--- PAGE TEXT ---
[START]

[net.sf-lovers] IN MILTON LUMKY TERRITORY by Philip K Dick

donn@utah-cs (08/09/85)

From: donn@utah-cs (Donn Seeley)

(I hope you won't mind seeing a review of a non-sf book here, but it IS
by Philip K Dick, who has many rabid fans in the sf community, crazy
people who might actually take the time to read a few of his mainstream
novels...  Like me.) IN MILTON LUMKY TERRITORY (Dragon Press: c1985,
213 pp) is one in a series of mainstream novels by Dick to reach the
public in recent years.  When Dick's career was beginning he wrote some
11 mainstream novels, none of which he succeeded in publishing at the
time they were written.  (More information about the unpublished novels
can be found in Kim Stanley Robinson's PhD dissertation, THE NOVELS OF
PHILIP K DICK.) In 1975 Dick's novel CONFESSIONS OF A CRAP ARTIST was
published, and it proved to be as good and as interesting as his best
science fiction.  THE MAN WHOSE TEETH WERE ALL EXACTLY ALIKE, Dick's
last mainstream novel (written after CONFESSIONS and immediately before
THE MAN IN THE HIGH CASTLE) was next to appear.  TEETH provides a
wonderful view of the psychological anatomy of Dick's characters, and
is possibly the clearest example of his favorite theme, which is that
all human beings live in their own separate realities.

TERRITORY is the story of Bruce Stevens, a young man who knows he can
make it in the commercial world.  Over the course of the book we see
how his confidence and arrogance affect those around him, and how he in
turn is affected by circumstance in ways that are beyond his control,
until he reaches a point when his reality begins to crumble.  I don't
want to give the impression that Dick wanders away on one of his head
trips in this novel -- the style is concrete, grittily realistic,
placing the reader squarely in the middle of Stevens' misaligned
relationships, putting you behind the wheel of his Merc as he drives
around the West of the 1950s looking for deals on electric typewriters
and falling in love, making mistakes, laughing and crying.  But the
people are unmistakably Dick people, and out of the context of his sf
novels we get to see just how excruciatingly real these people are.

[END]

--- WRITTEN PROBLEM A ---
In the book review, what does Bruce Stevens look for deals on while driving around the West of the 1950s?
The book review above and the records after it are separate, unrelated material.

--- DATA EXCERPTS ---
[START]

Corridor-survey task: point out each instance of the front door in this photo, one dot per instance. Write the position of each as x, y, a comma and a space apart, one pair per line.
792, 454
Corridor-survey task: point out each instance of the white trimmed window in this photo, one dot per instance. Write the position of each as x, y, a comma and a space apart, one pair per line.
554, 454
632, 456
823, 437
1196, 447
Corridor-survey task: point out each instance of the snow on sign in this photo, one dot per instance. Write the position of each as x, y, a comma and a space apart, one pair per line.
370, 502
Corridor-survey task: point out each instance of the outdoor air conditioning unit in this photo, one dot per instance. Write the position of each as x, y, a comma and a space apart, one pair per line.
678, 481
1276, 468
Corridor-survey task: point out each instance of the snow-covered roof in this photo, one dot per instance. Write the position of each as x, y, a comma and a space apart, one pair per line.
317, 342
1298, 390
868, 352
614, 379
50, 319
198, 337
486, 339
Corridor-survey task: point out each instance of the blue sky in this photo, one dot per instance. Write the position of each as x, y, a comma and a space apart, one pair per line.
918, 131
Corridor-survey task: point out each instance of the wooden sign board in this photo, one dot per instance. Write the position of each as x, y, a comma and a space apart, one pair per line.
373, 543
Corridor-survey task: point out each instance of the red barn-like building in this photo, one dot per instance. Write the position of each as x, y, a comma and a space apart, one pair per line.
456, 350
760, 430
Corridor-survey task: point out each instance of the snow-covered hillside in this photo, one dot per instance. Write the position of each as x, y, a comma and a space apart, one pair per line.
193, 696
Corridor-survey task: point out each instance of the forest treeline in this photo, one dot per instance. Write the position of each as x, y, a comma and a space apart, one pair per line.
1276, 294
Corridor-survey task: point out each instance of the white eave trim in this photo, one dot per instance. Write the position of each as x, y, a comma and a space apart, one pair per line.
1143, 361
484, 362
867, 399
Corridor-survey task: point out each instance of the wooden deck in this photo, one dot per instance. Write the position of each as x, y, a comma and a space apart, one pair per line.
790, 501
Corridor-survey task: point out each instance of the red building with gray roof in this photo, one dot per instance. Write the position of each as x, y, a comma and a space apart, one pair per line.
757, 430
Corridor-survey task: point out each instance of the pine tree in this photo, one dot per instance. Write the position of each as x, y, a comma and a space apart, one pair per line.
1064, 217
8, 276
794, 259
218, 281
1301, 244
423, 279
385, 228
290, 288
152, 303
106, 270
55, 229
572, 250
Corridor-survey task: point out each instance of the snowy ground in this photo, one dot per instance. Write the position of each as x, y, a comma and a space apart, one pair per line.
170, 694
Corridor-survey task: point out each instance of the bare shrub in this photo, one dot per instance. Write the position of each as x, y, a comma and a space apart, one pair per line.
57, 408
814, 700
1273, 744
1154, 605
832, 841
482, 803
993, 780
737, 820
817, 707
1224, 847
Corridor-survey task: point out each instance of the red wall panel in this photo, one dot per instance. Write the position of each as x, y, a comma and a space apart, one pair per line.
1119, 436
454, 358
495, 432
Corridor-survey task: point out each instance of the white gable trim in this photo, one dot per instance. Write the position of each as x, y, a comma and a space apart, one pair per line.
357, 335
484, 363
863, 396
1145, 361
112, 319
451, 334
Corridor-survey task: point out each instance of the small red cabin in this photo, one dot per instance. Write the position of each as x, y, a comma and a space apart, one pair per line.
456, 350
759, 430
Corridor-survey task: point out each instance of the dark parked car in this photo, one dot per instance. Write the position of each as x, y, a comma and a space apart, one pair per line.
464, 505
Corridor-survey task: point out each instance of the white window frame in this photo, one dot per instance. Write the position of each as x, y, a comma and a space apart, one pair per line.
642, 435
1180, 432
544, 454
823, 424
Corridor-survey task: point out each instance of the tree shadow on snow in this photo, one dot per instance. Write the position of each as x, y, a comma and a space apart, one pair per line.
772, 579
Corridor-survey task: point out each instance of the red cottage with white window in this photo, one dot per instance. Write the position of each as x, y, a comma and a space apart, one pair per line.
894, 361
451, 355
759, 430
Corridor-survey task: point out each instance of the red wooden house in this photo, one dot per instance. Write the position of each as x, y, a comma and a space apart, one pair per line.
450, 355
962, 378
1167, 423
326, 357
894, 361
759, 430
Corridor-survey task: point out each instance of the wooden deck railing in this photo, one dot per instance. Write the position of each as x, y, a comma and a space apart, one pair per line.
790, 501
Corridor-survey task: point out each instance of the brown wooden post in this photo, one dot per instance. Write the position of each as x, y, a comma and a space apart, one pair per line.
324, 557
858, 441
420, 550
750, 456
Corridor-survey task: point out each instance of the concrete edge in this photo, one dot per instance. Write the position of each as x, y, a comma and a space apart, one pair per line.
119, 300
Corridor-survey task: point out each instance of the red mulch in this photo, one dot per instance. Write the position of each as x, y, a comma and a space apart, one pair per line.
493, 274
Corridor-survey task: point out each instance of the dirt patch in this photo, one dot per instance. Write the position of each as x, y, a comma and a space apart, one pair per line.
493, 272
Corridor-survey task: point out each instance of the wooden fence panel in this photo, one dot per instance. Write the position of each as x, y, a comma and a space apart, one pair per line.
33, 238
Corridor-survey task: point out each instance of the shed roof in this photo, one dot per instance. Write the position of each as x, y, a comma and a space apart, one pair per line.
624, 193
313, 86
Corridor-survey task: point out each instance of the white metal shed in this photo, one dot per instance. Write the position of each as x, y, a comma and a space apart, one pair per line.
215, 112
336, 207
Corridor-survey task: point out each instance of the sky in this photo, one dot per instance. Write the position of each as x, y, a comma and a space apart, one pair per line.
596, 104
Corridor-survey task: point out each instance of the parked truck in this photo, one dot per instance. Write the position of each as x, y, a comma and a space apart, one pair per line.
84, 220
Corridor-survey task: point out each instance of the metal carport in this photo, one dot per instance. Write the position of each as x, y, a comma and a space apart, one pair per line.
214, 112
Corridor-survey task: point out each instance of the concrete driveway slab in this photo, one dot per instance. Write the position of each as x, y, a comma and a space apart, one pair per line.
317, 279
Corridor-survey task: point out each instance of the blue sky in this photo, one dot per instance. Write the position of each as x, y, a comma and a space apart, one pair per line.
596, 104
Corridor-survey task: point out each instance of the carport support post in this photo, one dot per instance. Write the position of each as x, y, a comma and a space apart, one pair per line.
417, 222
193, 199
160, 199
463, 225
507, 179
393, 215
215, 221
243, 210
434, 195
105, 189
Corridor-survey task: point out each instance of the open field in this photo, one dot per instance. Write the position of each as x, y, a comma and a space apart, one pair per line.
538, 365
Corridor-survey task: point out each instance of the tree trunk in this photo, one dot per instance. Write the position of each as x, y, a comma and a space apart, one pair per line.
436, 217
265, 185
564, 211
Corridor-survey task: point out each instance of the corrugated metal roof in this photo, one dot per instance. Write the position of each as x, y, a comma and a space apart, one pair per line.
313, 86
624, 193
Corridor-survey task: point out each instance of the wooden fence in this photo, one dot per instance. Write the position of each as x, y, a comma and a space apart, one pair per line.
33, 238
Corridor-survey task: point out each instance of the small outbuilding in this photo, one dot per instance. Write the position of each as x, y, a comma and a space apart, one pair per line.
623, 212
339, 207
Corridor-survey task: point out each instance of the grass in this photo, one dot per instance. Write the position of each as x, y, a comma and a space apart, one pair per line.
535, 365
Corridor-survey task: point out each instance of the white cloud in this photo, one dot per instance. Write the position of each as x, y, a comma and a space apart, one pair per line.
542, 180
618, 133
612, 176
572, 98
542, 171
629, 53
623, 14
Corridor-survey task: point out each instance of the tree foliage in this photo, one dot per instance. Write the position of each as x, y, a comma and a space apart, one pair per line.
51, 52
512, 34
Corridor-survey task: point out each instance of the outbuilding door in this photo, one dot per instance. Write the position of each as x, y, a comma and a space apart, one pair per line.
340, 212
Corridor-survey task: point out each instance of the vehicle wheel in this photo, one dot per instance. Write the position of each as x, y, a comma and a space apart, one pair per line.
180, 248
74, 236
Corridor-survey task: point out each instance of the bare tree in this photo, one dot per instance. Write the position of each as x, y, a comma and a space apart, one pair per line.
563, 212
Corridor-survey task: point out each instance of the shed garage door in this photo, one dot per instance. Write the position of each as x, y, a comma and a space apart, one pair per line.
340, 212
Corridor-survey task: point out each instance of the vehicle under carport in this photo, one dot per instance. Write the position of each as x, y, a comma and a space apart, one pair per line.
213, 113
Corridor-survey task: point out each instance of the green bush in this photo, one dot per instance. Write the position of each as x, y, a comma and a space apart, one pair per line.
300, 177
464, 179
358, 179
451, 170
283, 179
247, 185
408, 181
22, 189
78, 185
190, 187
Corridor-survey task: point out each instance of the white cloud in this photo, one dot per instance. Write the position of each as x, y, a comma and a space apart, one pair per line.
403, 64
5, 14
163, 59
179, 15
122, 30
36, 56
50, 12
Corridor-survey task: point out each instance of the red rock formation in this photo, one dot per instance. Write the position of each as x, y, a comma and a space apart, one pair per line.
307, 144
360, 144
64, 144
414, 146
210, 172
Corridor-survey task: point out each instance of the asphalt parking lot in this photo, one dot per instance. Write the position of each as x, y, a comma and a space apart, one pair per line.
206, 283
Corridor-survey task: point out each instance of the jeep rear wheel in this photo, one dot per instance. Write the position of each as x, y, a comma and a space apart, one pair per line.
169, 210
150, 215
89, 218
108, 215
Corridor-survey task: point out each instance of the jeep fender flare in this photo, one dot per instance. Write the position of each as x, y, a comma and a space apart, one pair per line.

[END]

--- WRITTEN PROBLEM B ---
Pick out every line of the records that contains the word "fence" and copy each one. Case counts.

--- WORKED SOLUTION A ---
Electric typewriters.

--- WORKED SOLUTION B ---
Corridor-survey task: point out each instance of the wooden fence panel in this photo, one dot per instance. Write the position of each as x, y, a comma and a space apart, one pair per line.
Corridor-survey task: point out each instance of the wooden fence in this photo, one dot per instance. Write the position of each as x, y, a comma and a space apart, one pair per line.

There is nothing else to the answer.